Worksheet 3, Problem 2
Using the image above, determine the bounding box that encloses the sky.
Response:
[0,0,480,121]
...
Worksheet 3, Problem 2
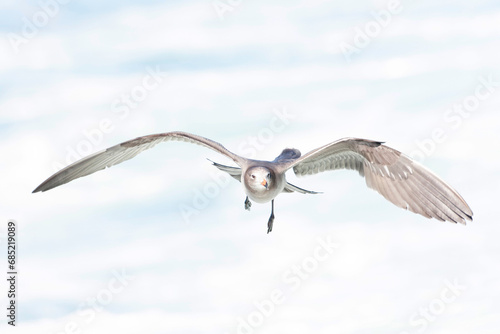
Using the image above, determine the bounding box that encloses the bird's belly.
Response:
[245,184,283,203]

▶ **Problem details**
How many lines of the rows contain the string "above" with matching case? Reply with the number alone.

▶ **The solution**
2